* Exercise inputs
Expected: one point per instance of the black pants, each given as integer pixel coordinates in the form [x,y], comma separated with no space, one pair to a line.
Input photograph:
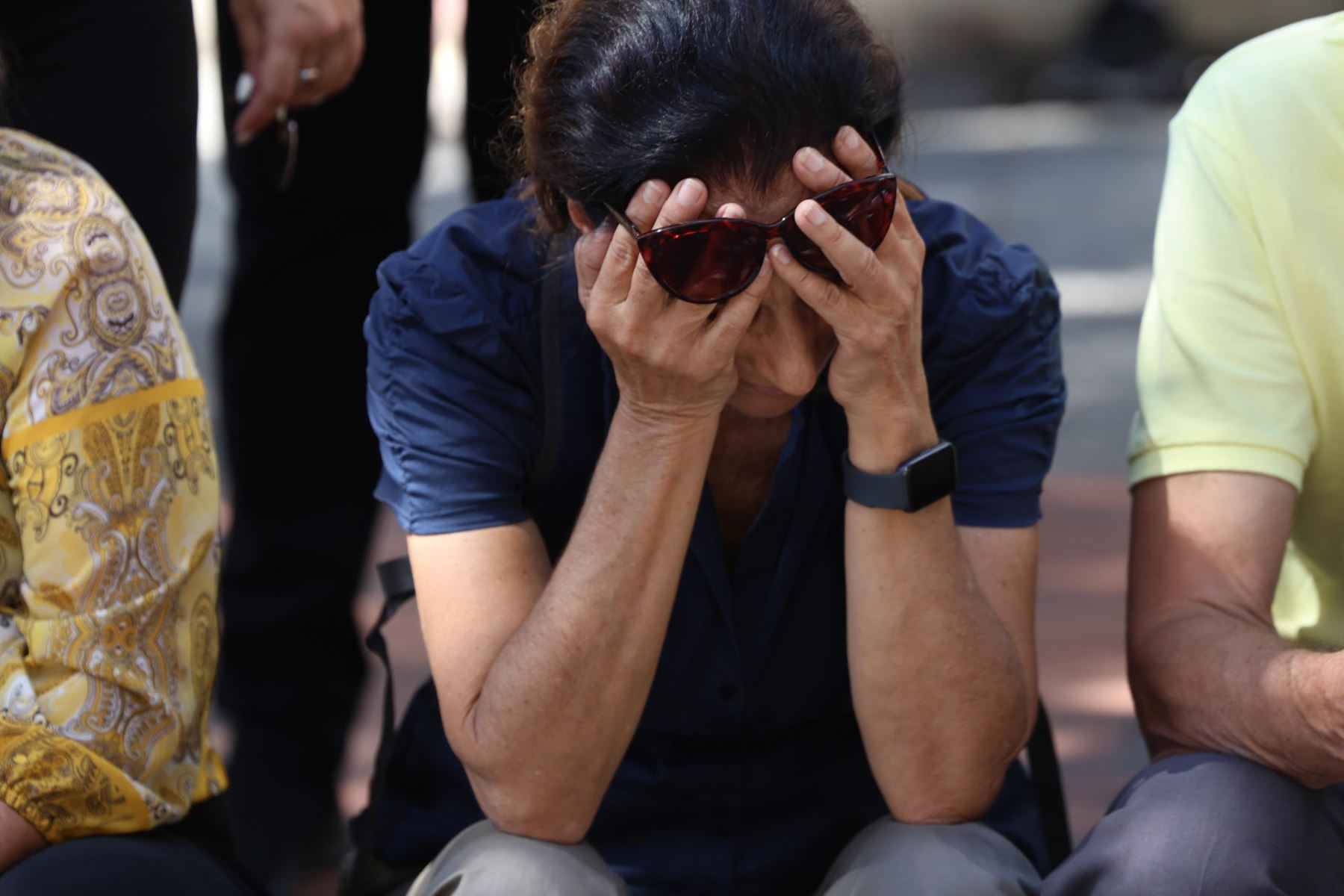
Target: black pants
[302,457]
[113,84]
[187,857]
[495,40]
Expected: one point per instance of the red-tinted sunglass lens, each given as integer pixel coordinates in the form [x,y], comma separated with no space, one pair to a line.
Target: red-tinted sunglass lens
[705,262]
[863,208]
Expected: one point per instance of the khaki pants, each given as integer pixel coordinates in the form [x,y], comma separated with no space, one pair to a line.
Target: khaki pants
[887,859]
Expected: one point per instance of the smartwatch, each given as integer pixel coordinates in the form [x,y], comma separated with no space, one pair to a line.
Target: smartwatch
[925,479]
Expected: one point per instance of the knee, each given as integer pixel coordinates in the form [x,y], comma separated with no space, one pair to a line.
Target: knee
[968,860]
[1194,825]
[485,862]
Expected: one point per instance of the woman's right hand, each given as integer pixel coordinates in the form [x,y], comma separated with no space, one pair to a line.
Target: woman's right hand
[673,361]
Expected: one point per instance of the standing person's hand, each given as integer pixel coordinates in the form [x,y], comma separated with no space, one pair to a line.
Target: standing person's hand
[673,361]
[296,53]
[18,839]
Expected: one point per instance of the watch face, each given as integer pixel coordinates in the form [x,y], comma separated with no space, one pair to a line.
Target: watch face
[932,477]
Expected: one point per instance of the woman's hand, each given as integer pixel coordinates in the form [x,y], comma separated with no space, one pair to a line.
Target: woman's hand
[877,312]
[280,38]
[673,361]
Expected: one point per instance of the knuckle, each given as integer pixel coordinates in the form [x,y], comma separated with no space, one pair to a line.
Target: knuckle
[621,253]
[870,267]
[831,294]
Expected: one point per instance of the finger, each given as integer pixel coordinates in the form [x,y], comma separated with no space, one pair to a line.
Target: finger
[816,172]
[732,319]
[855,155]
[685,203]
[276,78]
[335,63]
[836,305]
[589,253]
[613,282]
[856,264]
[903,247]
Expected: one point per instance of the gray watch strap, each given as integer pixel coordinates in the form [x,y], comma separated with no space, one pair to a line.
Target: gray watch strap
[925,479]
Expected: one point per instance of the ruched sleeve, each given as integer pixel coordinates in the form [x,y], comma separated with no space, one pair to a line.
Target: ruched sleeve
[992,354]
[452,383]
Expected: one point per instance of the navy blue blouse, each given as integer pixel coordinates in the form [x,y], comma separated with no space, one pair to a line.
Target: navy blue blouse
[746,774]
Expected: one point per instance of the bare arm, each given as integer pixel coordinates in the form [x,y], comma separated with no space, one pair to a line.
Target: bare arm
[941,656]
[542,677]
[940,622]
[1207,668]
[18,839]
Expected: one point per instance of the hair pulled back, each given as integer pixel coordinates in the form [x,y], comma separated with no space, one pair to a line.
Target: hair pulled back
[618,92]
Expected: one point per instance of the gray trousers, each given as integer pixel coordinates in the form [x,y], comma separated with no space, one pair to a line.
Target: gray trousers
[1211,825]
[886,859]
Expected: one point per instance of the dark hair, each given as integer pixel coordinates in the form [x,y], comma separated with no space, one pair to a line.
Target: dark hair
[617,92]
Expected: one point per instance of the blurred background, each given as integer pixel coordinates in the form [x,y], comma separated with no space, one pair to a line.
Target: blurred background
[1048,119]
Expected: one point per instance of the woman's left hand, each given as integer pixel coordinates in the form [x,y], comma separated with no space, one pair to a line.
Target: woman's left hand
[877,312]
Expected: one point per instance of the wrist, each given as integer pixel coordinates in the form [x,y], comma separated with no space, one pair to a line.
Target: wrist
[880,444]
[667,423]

* What is being asked
Pictures stay out of the copy; please restate every record above exactly.

* Solution to this task
Expected: one point per instance of the black pants, each given as integer pixel coordinates in the form [x,y], comma separated with no space, one pair to a line.
Input photograph:
Target: black pants
[302,457]
[113,84]
[187,857]
[495,40]
Expected: one point per instance of the red-tinted sunglass lens, each given as integer pixel coordinates in the form [x,y], comma separated with no space, one pair to a line.
Target: red-tinted sunglass lens
[705,262]
[863,208]
Expected: one point per instance of the khaki pants, each given as integer pixel coordinates in the form [x,y], comma separated with no space, one pair to a line.
Target: khaki pants
[887,859]
Expected: one point per instance of the smartwatch, each given as integer pixel coordinates in the form [x,y], comma separated with no space, one pair to a line.
Target: smartwatch
[925,479]
Expected: one point per instance of the knee, each given as integer pixel coordinates in the form [x,y], comma separated with no space, one pair to a line.
Target: knee
[968,860]
[1194,825]
[485,862]
Expected: one point per instance of the woman's right hand, each given as integer pixel coordinates in the form [x,y], comma separated with no space, one pair to a line.
Target: woman's right hand
[673,361]
Expected: one point per instance of the standing person's hand, each given as integer pixel coordinates in the form [x,y], comma separated with no space, one pair to a line.
Target: standing person's hand
[673,361]
[296,53]
[18,839]
Expected: one point per instance of the watch face, each given as integer pixel coordinates in the form [x,y], comma separated with no space, one pair to a line.
Target: watch face
[932,477]
Expected: one point per instance of the woman's hand, each given as integer pixel coordinates in the form [x,y], comma separated with no space, one pair to a line.
Target: woman's hand
[877,312]
[280,38]
[673,361]
Expected: one point per instance of the knuckle, each given as integer pixel coordinates in the form [x,y], comma separated with no space, one pair to a line.
Target: knuckle
[621,253]
[870,267]
[831,294]
Expected: one point per instance of the finger, each given as integer pixel coordinates in the form [x,y], comma separated with no space, one pair to a line.
Target: finger
[816,172]
[732,319]
[855,155]
[685,203]
[276,78]
[335,63]
[836,305]
[589,253]
[613,282]
[856,264]
[903,247]
Expected: one point per instance of the gray watch strap, each given as integer pixel coordinates in the form [x,y], comma separated with no space, one pair to a line.
Target: gray watch strap
[925,479]
Expected: one point per instance of the ruched sleeve, each given as integer pixel coordinates in the form [x,y], comma separated with no space, one pair to a line.
Target: ruched sleeve
[992,354]
[452,383]
Expected: one point per instance of the navy blue blouse, each given as integer pixel coordinates in the form [x,y], comma separated with no space, one pair to a line.
Target: navy blue blouse
[746,774]
Expected: one point per instance of the bare arm, each given as integer pixel coordinates in the form [x,y], comma separated with no space, one pair to a line.
Target: bare arm
[941,656]
[542,677]
[940,622]
[1207,668]
[18,839]
Expected: one point per instance of the hair pulled back, each given as integer pixel coordinates in the form [x,y], comma separated with no space, one pair to a line.
Target: hair pulled back
[618,92]
Expected: one point per instance of the gray trousers, each given as integer pixel coordinates in the form [x,y], comma separated with no space, one pair to a line.
Target: gray trousers
[1211,825]
[886,859]
Expected: one point per instance of the dark hair, each given as integer pixel coordinates in the form [x,y], comma separated with no space, one pair to a line.
Target: dark hair
[617,92]
Expected: one point per instance of the blurred background, each given as integer pixel coordinates in the form [x,y], comma separated with no space, one pair to a line.
Target: blurred background
[1048,119]
Expected: one point per instance of the woman's left hand, each given as integer pixel coordinates in the form [x,y], comma separated with no space, one pair to a line.
Target: woman's left hand
[877,312]
Expected: one point per instance of the wrist, each given as integer pixel coordinates in the form [x,y], comma separated with no space, one pair to a line.
Target: wrist
[880,444]
[667,423]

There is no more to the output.